◆ **Task goal**: From the profile of Philip Zimbardo below, list every institution where he has taught.

◆ **Source document**:
>>>>
Stanford Professor, Founder of Heroic Imagination Project

PHILIP ZIMBARDO, Professor of Psychology at Stanford University, is internationally

recognized as an innovative researcher in many areas of social psychology, as well as an

award-winning distinguished teacher, writer, and media personality. Born (3/23/33) in

New York City’s South Bronx ghetto, of poor Sicilian, uneducated parents, Zimbardo

was the first in the history of his family to go to college (Brooklyn College, graduated

Summa Cum Laude, with honors in Psychology and Sociology/ Anthropology, 1954),

and received an MS. (1955), and Ph.D. from Yale University (1959). He has taught at

Yale, Barnard College, Columbia, N.Y.U. (From 1960-67), and, since 1968 has been a

professor at Stanford University. Zimbardo has given invited lectures in major

universities throughout the U.S. and the world. He is currently President of the American

Psychological Association.

·      His textbook, Psychology and Life, 16th edition (Allyn & Bacon) co-author

Richard Gerry, is the oldest, continuously selling text in all of psychology.

·      His best-selling popular book, Shyness: What it is, What to do about it (Addison-

Wesley), is currently in its 6th printing, and translated into 10 languages.

·      He has published more than 250 professional and technical articles and over 40

books, texts, workbooks and manuals. (see www.zimbardo.com)

·      Zimbardo has become the voice and image of psychology through the 26 episodes

of the PBS TV series, Discovering Psychology, which he created, wrote and

narrated, and which is now a staple in most college and high school courses

across the United States and in ten countries worldwide. The series was updated

in 2001.

·      His infamous Stanford Prison Experiment (1971) is a classic in the demonstration

of the power of situational forces to overwhelm ordinary, good people. His video

of that study, “Quiet Rage,” is a powerful, prize-winning documentary of this

unique experiment in which students played the roles of prisoners and guards in a

simulated prison that became all too real and had to be terminated a week earlier

than planned. (see www.prisonexp.org)

·      His article on the “Social Disease of Shyness” in Psychology Today, 1975, started

many researchers investigating shyness in adults, which previously had been

studied only in children. This research enterprise, known as the Stanford Shyness

·      Project, was honored with a special symposium on Shyness research and therapy

at the convention of the American Psychological Association.

·      Zimbardo’s pioneering treatment for shyness has continued for 25 years at a

community shyness clinic in Stanford, California (co-directed with Dr. Lynne

Henderson). (see www.shyness.com)

·      His current research interests continue to be broad: cults, hypnosis, violence,

the social and cognitive basis of madness, and the psychology of time perspective.

·      Zimbardo continues to teach popular large undergraduate courses and seminars,

along with graduate courses and practicums in teaching.
<<<<
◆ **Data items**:
>>>>
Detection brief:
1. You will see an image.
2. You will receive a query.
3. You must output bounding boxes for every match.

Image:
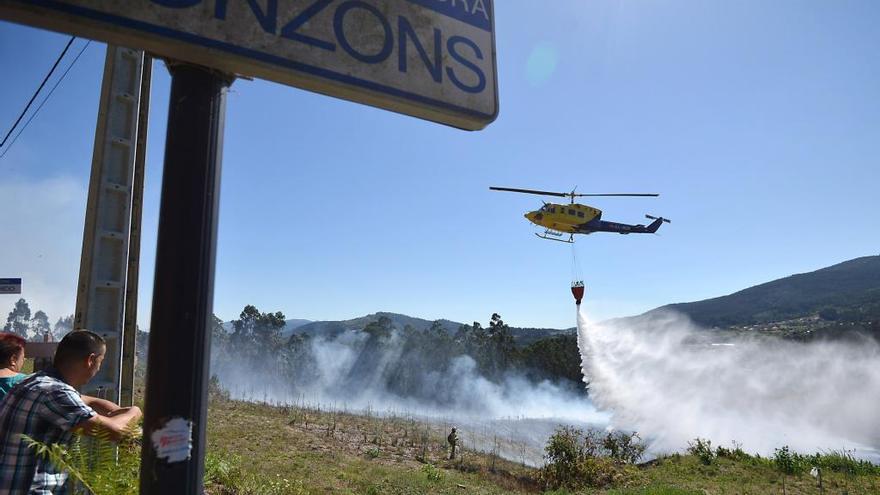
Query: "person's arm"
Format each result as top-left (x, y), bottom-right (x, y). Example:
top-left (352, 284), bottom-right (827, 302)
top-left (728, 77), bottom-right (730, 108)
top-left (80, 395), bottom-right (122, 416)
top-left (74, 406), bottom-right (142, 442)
<<<<
>>>>
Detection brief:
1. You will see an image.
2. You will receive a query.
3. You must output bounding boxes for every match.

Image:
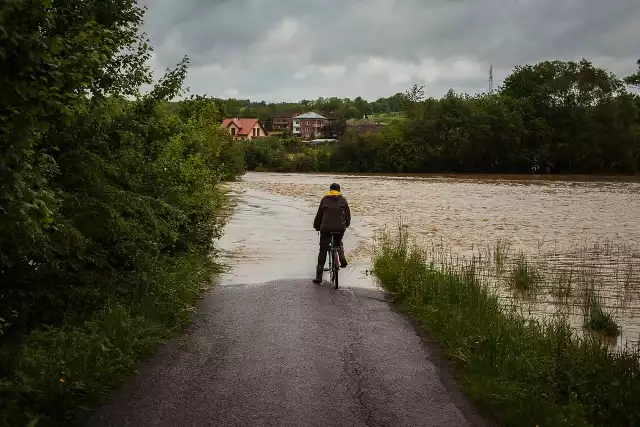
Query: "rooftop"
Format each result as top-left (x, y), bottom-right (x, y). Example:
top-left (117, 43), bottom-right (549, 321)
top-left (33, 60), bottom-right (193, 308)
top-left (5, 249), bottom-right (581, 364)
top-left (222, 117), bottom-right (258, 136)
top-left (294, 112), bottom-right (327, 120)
<<<<
◆ **Exercise result**:
- Yale
- Barnard College
- Columbia
- N.Y.U.
- Stanford University